Activity: Reproduce all entries precisely as they are written.

START Source records

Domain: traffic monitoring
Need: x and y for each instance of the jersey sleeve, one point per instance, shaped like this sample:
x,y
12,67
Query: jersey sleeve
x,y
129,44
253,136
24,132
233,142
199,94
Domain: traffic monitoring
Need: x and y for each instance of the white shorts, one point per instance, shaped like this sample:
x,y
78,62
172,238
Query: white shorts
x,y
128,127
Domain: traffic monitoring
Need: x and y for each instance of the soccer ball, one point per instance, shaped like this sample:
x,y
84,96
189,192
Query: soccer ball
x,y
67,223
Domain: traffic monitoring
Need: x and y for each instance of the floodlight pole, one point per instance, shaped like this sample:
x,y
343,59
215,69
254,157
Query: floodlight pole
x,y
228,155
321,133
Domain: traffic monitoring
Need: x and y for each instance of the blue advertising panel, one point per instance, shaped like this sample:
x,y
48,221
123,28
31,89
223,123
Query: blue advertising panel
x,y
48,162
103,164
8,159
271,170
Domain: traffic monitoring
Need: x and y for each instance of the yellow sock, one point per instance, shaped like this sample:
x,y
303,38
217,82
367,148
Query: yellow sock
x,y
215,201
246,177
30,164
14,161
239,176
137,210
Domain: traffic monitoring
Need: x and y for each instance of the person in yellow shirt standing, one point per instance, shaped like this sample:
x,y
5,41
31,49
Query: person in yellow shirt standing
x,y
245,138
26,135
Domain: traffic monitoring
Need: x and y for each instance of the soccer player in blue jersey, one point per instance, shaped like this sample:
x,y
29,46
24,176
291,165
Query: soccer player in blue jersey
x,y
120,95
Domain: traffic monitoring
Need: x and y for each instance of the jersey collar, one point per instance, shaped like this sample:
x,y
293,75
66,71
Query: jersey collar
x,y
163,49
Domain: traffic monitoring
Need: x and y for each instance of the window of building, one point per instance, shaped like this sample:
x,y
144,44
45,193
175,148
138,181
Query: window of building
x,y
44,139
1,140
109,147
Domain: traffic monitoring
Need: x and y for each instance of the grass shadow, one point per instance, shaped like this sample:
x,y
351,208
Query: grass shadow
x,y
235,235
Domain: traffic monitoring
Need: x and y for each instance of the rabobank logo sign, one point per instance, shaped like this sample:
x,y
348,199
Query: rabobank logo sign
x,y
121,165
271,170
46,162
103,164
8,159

END Source records

Response area:
Domain: traffic monitoring
Need: x and y for each instance of the jersey sleeve, one point per instance, shaped like this sample:
x,y
12,67
Query: jersey sleeve
x,y
129,44
253,136
24,132
233,142
199,94
Domain: traffic monitoring
Need: x and y for each instance of the white shorts, one point per instance, shaped like this sample:
x,y
78,62
172,238
Query: white shorts
x,y
128,127
Domain: traffic monitoring
Need: x and y for each instance of the soccer ball, one point per instance, shaped like this sample:
x,y
84,96
189,192
Query: soccer ball
x,y
67,223
Domain: traffic monitoring
Need: x and y for each instance of the floodlight pole, one point per instance, shaped like this sample:
x,y
343,59
215,69
254,157
Query: floodlight pole
x,y
228,155
321,133
Domain: traffic monitoring
Need: x and y for each instance of the blue advertising panel, one point per instance, shaped like this sample:
x,y
48,221
123,28
31,89
223,123
Query: blue advertising panel
x,y
48,162
103,164
8,159
271,170
Domain: traffic monitoring
Need: x and y for each instance of the yellow sock, one point per instance, shaped like this sample:
x,y
303,38
217,82
367,148
Query: yellow sock
x,y
215,201
246,177
30,164
14,161
239,176
137,210
Domain: traffic monitoring
Need: x and y for each instance of the person in yellow shirt standing, one point per instance, shaped like this sample:
x,y
5,41
31,49
Query: person in yellow shirt standing
x,y
245,138
26,135
Domain: traffic monitoring
Need: x and y for each instance of the soccer player in blue jersey, one point per instance, shaped like this sample:
x,y
29,46
24,176
291,165
Query: soccer player in blue jersey
x,y
120,95
Domain: traffic monitoring
Need: x and y for each instance of the jersey collar, one point per instance, shaped like this sample:
x,y
293,75
66,71
Query: jersey collar
x,y
163,49
Domain: traffic monitoring
Need: x and y for each instance of the window of building, one point per instance, shaped like this sample:
x,y
144,44
45,193
175,148
138,181
Query: window of building
x,y
44,139
1,140
109,147
Domain: traffic monitoring
Need: x and y for each instance of the grass shadow, one point per instance, shaped like this sample:
x,y
351,208
Query: grass shadow
x,y
235,235
Domain: traffic monitoring
Need: x and y for each instance of the rabobank logo sign, one point per instance, shaped like this sample:
x,y
348,199
Query: rabobank logo sign
x,y
121,165
271,170
46,162
103,164
8,159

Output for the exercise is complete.